• **DATASET CONTENT**:

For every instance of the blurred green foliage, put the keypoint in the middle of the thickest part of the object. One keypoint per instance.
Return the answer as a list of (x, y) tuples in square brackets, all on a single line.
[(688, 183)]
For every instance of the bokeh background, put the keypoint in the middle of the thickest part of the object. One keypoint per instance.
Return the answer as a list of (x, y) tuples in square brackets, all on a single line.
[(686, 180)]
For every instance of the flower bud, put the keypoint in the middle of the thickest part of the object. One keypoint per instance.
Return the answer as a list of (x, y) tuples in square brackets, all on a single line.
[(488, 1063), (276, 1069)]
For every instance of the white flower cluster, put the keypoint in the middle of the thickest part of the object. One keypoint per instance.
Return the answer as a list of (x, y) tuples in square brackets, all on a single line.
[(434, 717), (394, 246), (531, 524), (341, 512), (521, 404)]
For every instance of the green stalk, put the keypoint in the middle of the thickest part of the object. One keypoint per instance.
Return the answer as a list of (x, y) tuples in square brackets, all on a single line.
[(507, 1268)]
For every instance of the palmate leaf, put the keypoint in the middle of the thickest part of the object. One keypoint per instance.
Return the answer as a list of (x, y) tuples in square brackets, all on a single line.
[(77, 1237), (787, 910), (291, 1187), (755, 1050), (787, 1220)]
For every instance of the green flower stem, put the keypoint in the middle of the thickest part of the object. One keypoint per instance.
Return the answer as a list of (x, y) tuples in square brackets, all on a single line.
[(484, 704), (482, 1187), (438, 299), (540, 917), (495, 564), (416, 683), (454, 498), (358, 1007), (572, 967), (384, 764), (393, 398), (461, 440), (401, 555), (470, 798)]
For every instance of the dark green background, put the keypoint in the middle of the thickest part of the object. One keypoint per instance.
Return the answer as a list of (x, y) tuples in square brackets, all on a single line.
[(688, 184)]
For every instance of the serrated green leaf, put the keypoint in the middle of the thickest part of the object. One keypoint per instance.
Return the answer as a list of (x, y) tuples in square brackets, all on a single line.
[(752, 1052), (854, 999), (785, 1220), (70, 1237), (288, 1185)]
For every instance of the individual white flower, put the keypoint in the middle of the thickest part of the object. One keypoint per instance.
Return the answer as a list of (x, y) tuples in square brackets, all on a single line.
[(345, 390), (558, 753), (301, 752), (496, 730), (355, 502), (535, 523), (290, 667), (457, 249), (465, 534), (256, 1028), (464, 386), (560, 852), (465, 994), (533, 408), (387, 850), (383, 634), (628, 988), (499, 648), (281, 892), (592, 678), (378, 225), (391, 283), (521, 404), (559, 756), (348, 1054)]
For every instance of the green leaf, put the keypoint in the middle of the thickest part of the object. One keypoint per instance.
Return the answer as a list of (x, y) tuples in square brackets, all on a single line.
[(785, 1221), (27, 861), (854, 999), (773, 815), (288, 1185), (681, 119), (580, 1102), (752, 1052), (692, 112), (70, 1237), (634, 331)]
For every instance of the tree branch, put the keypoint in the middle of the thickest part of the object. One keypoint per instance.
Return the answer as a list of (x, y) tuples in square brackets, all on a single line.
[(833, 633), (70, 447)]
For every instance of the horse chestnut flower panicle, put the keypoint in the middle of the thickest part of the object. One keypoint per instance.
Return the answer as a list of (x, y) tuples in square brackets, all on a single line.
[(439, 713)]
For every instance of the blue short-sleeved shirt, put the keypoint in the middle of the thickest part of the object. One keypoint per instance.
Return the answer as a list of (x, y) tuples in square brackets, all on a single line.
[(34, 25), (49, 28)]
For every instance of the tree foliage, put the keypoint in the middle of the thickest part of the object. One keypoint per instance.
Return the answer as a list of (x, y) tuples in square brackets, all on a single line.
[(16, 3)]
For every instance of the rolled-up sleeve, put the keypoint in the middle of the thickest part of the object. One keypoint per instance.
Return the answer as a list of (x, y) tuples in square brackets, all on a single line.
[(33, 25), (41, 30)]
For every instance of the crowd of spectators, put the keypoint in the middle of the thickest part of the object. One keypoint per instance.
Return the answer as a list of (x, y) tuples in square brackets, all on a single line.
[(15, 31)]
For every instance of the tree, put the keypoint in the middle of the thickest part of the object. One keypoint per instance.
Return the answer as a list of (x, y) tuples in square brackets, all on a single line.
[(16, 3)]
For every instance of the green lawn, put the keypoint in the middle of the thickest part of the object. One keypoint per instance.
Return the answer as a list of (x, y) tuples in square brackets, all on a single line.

• **CHALLENGE**:
Copy the entries above, replacing "keypoint" with "marker" wherever it occurs and leaving all other text as it is.

• **THE COMPLETED TASK**:
For every instance of the blurred green foliage, put the marker in the middle of the thickest part of the object. One marker per instance.
Return the answer as a list of (x, y) tuples in square brackets, all on a single line.
[(688, 183)]
For every instance of the bokeh background, put the marker in the middle of the thickest part of the object. One marker per instance.
Return the answer as a list of (x, y) tuples in square brackets, all on a single line.
[(686, 180)]
For every instance of the flower bud, put the marker in the middle of the thickest part of the object. One marker per instance.
Return the answer as a list of (x, y) tuples in square brackets, all on a single line.
[(488, 1063), (276, 1069)]
For every instance of the white flower cluster, put the marker in the middle of the thickest part of the object. One marker per instance.
Return the answer as a list of (x, y) tuples in square brackets, all on a single line.
[(434, 717), (394, 246), (531, 524), (341, 512), (521, 404)]
For every instance of the green stalk, put the marker in the middle of the thickest part of the object. One marker per instance.
Return the answer as a list of (x, y) tuples in square brackets, all on a single line.
[(507, 1268)]
For every instance of the palmate leaf, put the marker in the middle of the thickest part of the object. One marker per instance.
Return the answer as a list of (x, y) tuples in square brackets, all on a single line.
[(77, 1237), (787, 910), (291, 1187), (755, 1050), (787, 1220)]
For every instance of the green flower stem, put the marker in the middle of the thickest part of the object. One marker per instance.
Return the answer as a list of (x, y) tuples in square brackets, all on a single line.
[(484, 704), (482, 1187), (438, 299), (540, 917), (495, 564), (416, 683), (454, 498), (358, 1007), (572, 967), (384, 764), (393, 398), (461, 440), (401, 555), (470, 798)]
For every instance of the dark green background, put the marker in the middle of the thickest part of the object. One marker per instance.
Return the answer as a list of (x, y) tuples in square brackets, all on a single line.
[(688, 184)]
For every instance of the serrated green leaf, put the marker in the middle of the thickest part of the object. One marker per instance.
Return the answer as a list of (x, y) tuples in square brackets, all on a single line.
[(752, 1052), (854, 999), (785, 1220), (70, 1237), (288, 1185)]
For every instance of the individual white flower, put the marker in the middle of the thickest part of the object. One marker per instance.
Return the answer as a list of (x, y) tuples in square brackets, all on a single line.
[(345, 390), (558, 753), (301, 752), (496, 730), (355, 502), (535, 523), (290, 667), (457, 249), (465, 534), (256, 1028), (464, 386), (560, 852), (465, 994), (533, 408), (387, 850), (383, 634), (628, 988), (499, 648), (281, 892), (592, 678), (378, 225), (391, 283), (521, 404), (559, 756), (348, 1054)]
For every instance of the green leaf, put the marker in the middle of the thickest part of the object. One marker per instance.
Return the answer as a list of (x, y) tuples in square brackets, all on a single line.
[(785, 1221), (27, 861), (854, 999), (773, 815), (288, 1185), (681, 119), (580, 1102), (752, 1052), (692, 112), (70, 1237), (634, 331)]
For every instance of the tree branch, put the marker in the middle of the thickest part of the object. One marker per instance.
Return the answer as a list of (x, y) tuples in square brackets, all on a single line.
[(833, 633), (70, 447)]
For every instance of the horse chestnut flower panicle, put the marker in the middle of the thickest part of the object. One marker per instance.
Return the answer as a list of (x, y) tuples in square brackets, all on a single line.
[(439, 713)]
For every instance of the blue short-sleeved shirt, put the marker in the middle of the thickest part of the object. One marker per instance.
Return the answer as a list of (x, y) tuples in square brackets, all on a single line.
[(34, 25), (49, 28)]
For every instance of the tree foliage, put the marker in the middle of the thickest part of the object. One marker per instance.
Return the answer as a list of (x, y) tuples in square brackets, all on a single line.
[(16, 3)]
For every instance of the rolled-up sleeve, put the marker in the middle of the thickest part of the object. One marker per instance.
Return the answer as a list of (x, y) tuples in square brackets, all on a single line.
[(33, 25), (41, 30)]
For every instance of the crowd of spectators, put the marker in the middle of the thickest part of the object. One marker per instance.
Return the answer as a list of (x, y) tuples in square brackets, all on a single line.
[(15, 31)]
For every instance of the tree, put the marker in the middle of the thickest part of the object. One marker per instance.
Return the answer as a list of (x, y) tuples in square brackets, all on a single line.
[(16, 3)]
For every instance of the green lawn, put the marker in the middle of the thickest part of the object. One marker per instance.
Return the answer as a list of (x, y) tuples in square brackets, all on a single line.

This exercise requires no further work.